** Job **
Print verbatim the stretch of rows below, from the first line through the line that contains "(1062, 460)", with both ends included.

Records
--- START ---

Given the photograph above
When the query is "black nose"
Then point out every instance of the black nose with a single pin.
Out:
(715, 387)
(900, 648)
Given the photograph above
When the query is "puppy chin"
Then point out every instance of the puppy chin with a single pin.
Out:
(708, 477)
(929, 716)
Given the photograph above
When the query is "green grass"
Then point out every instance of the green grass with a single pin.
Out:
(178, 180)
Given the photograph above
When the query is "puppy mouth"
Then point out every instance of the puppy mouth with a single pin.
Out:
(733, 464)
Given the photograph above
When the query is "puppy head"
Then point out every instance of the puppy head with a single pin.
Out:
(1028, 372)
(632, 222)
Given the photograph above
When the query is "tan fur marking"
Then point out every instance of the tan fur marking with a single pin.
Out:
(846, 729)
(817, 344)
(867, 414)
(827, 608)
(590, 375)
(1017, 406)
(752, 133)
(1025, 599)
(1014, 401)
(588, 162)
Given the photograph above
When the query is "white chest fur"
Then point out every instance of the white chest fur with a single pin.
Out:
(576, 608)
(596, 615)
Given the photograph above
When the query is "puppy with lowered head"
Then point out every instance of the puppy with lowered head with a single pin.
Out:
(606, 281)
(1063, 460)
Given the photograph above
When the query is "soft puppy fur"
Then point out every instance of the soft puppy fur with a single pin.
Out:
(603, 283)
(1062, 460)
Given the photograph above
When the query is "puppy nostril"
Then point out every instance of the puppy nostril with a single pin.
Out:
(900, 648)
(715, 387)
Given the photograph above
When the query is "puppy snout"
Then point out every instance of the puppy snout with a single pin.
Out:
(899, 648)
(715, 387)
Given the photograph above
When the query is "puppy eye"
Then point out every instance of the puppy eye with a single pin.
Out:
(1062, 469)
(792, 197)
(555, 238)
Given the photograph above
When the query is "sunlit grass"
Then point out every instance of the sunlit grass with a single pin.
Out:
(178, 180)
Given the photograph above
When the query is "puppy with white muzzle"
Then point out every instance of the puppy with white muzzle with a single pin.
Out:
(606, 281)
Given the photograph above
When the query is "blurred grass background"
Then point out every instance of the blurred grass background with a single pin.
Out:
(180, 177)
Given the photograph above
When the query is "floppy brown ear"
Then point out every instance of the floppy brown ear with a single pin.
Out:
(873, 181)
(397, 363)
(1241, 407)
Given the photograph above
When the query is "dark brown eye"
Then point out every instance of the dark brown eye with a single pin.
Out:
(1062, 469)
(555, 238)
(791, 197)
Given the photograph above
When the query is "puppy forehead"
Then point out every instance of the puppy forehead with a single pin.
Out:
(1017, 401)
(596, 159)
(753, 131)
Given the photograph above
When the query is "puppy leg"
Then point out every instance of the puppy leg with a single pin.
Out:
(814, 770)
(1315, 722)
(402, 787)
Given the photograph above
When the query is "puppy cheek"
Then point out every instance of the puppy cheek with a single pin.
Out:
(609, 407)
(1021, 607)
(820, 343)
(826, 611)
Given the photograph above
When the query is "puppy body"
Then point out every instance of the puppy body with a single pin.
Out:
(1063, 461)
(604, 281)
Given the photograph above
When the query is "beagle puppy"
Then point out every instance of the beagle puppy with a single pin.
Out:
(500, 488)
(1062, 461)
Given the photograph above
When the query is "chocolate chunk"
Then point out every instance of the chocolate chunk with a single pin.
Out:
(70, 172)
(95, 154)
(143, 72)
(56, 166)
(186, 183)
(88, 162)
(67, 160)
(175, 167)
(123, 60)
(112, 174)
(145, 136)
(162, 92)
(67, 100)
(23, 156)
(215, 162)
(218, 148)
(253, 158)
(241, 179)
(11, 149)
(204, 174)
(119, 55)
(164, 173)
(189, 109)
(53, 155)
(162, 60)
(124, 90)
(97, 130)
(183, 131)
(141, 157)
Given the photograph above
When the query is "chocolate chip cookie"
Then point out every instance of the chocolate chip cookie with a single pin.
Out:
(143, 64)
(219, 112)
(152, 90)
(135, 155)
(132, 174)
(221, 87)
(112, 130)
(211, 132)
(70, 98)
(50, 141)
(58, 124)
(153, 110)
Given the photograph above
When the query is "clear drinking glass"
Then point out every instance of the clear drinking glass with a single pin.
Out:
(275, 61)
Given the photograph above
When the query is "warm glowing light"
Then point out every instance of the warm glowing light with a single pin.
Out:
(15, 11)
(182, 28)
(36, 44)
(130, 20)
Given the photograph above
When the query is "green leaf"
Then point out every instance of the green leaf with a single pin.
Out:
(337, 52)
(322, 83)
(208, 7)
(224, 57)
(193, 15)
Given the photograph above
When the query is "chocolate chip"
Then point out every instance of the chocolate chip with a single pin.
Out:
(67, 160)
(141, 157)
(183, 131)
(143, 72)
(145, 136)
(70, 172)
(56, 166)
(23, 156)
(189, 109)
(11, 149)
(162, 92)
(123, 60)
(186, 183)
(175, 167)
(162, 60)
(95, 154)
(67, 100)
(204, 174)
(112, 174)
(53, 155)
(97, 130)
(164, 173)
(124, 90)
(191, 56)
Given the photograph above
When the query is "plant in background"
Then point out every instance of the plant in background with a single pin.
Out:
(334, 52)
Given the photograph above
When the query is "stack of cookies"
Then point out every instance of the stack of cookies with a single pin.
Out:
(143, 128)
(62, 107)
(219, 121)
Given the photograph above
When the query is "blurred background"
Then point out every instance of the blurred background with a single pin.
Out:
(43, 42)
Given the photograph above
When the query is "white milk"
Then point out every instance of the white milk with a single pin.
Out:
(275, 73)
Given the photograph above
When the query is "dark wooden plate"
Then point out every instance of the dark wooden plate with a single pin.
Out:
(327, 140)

--- END ---

** Complete response **
Given the photograph above
When the query is "black nose"
Then point out every instance of the black nose with a single pin.
Out:
(715, 387)
(900, 648)
Given the photograph above
When the query is "puppy chin"
Then point out every instance of the puppy chin with a single pin.
Out:
(708, 477)
(929, 716)
Given the photograph above
When the query is "green grass"
Then point out every instance of the green grass with a single pin.
Out:
(178, 180)
Given the photograph above
When the query is "puppy mouth"
Then point out every instance of the puppy mouth with a single pin.
Out:
(733, 464)
Given the photograph above
When the query is "puppy head"
Then point out every instance of the puppy head with a single pin.
Out:
(1028, 372)
(632, 222)
Given the photograph above
When the query is "tan fur marking"
Then point out every instance of the tan fur marking with a single pin.
Out:
(846, 729)
(817, 344)
(867, 414)
(827, 608)
(590, 375)
(1017, 406)
(752, 133)
(1025, 599)
(1014, 401)
(588, 162)
Given the photograph above
When the query is "white chest fur"
Then point out every instance of the white chest fur with a single pin.
Out:
(576, 608)
(596, 615)
Given the photograph above
When the query is "puppy with lowered head"
Then point out every instance of the puppy with lowered head with a single pin.
Out:
(606, 281)
(1063, 460)
Given the photograph above
When the query is "soft puppy fur"
Then point out every instance of the soft puppy fur with a single pin.
Out:
(603, 283)
(1062, 460)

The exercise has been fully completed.